▼

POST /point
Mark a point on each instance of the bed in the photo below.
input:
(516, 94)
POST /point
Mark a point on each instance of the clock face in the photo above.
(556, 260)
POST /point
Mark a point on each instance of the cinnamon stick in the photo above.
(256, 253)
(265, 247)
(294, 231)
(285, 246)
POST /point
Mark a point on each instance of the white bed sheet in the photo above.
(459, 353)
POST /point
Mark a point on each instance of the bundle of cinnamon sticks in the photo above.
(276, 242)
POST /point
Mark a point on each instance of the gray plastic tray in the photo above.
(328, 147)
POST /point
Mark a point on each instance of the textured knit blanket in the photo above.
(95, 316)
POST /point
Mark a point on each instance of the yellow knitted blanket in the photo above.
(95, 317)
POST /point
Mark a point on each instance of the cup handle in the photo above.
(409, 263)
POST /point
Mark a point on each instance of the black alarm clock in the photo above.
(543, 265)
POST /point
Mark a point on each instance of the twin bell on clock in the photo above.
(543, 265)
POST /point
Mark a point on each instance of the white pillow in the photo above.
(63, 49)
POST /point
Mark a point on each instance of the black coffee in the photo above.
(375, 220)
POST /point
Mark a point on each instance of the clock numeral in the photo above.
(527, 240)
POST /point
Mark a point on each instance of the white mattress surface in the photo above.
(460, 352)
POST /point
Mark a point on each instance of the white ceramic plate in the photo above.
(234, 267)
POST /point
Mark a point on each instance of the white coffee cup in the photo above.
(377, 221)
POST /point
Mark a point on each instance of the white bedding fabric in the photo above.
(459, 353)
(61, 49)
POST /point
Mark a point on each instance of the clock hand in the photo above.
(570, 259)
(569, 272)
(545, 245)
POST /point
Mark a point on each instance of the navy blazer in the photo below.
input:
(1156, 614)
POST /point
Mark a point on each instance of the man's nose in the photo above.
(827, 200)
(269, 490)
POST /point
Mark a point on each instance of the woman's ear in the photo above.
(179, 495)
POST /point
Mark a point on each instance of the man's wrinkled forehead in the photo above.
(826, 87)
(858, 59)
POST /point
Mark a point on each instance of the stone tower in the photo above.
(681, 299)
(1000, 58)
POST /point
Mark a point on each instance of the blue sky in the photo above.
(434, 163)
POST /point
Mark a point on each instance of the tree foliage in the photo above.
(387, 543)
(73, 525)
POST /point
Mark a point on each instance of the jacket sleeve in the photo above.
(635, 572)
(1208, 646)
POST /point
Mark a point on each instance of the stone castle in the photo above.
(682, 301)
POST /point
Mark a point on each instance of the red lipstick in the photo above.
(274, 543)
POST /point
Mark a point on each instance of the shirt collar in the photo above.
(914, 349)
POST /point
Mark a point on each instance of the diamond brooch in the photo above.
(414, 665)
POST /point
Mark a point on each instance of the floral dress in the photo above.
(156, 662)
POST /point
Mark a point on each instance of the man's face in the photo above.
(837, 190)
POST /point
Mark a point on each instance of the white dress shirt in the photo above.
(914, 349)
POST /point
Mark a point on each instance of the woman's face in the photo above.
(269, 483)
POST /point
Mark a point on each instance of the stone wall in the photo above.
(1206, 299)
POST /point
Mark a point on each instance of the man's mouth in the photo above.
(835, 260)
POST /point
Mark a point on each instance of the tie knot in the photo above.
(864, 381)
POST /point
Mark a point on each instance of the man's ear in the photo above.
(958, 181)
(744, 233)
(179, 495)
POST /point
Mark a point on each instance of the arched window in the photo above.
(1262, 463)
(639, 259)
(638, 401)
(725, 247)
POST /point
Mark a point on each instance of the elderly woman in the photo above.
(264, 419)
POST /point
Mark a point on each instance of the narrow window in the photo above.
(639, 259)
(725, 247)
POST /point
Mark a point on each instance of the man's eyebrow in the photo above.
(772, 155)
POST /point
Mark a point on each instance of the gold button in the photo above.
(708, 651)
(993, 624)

▲

__GIVEN TASK__
Each entry above is to be set down again in exactly the same words.

__REPLY__
POST /point
Mark a point on each instance of the bed in the photo below.
input:
(516, 94)
POST /point
Mark a point on each instance of the clock face in the photo above.
(556, 260)
POST /point
Mark a point on each instance of the cinnamon stick in the photo above.
(256, 253)
(265, 247)
(294, 231)
(285, 246)
POST /point
Mark a point on each instance of the white bed sheet in the photo above.
(459, 353)
POST /point
Mark a point on each instance of the bundle of cinnamon sticks in the photo above.
(276, 242)
POST /point
Mark a point on each instance of the gray plastic tray in the photo above.
(328, 147)
POST /point
Mark a point on each instance of the textured knit blanket in the photo above.
(95, 316)
POST /point
Mark a point on each instance of the yellow knitted blanket in the photo above.
(95, 317)
POST /point
Mark a point on each instance of the cup handle in the photo above.
(409, 263)
POST /point
Mark a point on each instance of the black alarm clock in the photo above.
(543, 265)
POST /point
Mark a point on each instance of the twin bell on clock in the photo above.
(543, 265)
POST /point
Mark a point on each instance of the white pillow in the photo above.
(63, 49)
POST /point
Mark a point on each instance of the black coffee in the photo above.
(375, 220)
POST /point
Mark a point on each instance of the clock numeral in the photo above.
(527, 240)
POST /point
Mark a point on each instance of the white mattress surface in the photo above.
(460, 352)
POST /point
Mark a point on each instance of the white ceramic plate in the photo above.
(234, 267)
POST /point
Mark a point on each instance of the white coffee cup in the photo above.
(377, 221)
POST /point
Mark a point on each instance of the white bedding fabric in the photo above.
(459, 353)
(61, 49)
POST /point
Mark a point on each instance of the clock hand in the photo above.
(570, 259)
(569, 272)
(545, 245)
POST /point
Mark a point on each instance of the navy blazer in the photo below.
input:
(1156, 614)
POST /point
Mark a point on each instance of the man's nose in the photo above.
(827, 200)
(269, 490)
POST /point
Mark a point on each instance of the woman's ear in the photo above.
(179, 495)
POST /point
Mark a point on each instance of the man's wrinkled forehead in the photo above.
(826, 87)
(858, 59)
POST /point
Mark a point on each instance of the stone tower in the photo above.
(681, 299)
(1000, 58)
POST /point
Mark a point on each instance of the blue sky in the photo above.
(434, 163)
POST /point
Mark a point on each instance of the tree foliage in the photo above.
(387, 543)
(73, 525)
POST /point
Mark a point on each instance of the jacket sleeve in the photo above.
(635, 572)
(1208, 646)
POST /point
Mark a point on each instance of the stone castle in the photo above.
(682, 301)
POST /point
Mark a point on each instance of the red lipstick in the photo above.
(274, 543)
POST /point
Mark a point on each instance of the shirt collar in the photo above.
(914, 349)
POST /point
Mark a point on each instance of the diamond brooch in the photo above.
(414, 665)
POST /point
Mark a point on each instance of the floral dress in the photo above.
(156, 662)
POST /point
Mark a point on each instance of the man's face in the photo above.
(837, 190)
POST /point
Mark a point on each instance of the white dress shirt in the photo above.
(914, 349)
POST /point
Mark a point on each instance of the woman's face in the photo above.
(269, 483)
POST /point
Mark a point on each instance of the stone wall in the photo above.
(1206, 299)
POST /point
Mark a point on each instance of the man's mouth in the photo above.
(835, 260)
POST /point
Mark a point on each instance of the tie knot in the photo above.
(864, 381)
POST /point
Mark a point on each instance of the man's ear in the photo above.
(958, 181)
(744, 233)
(179, 495)
POST /point
Mark a point on each instance of the arched window in the photo above.
(1262, 463)
(639, 259)
(638, 401)
(725, 247)
POST /point
Mark a point on each instance of the elderly woman in the photo above.
(264, 419)
POST /point
Mark a point on each instance of the narrow window in the photo above.
(639, 259)
(725, 247)
POST /point
Mark a point on each instance of the man's eyebrow in the photo above.
(772, 155)
POST /point
Mark a point on each instance of the gold button in the photo above.
(708, 651)
(993, 624)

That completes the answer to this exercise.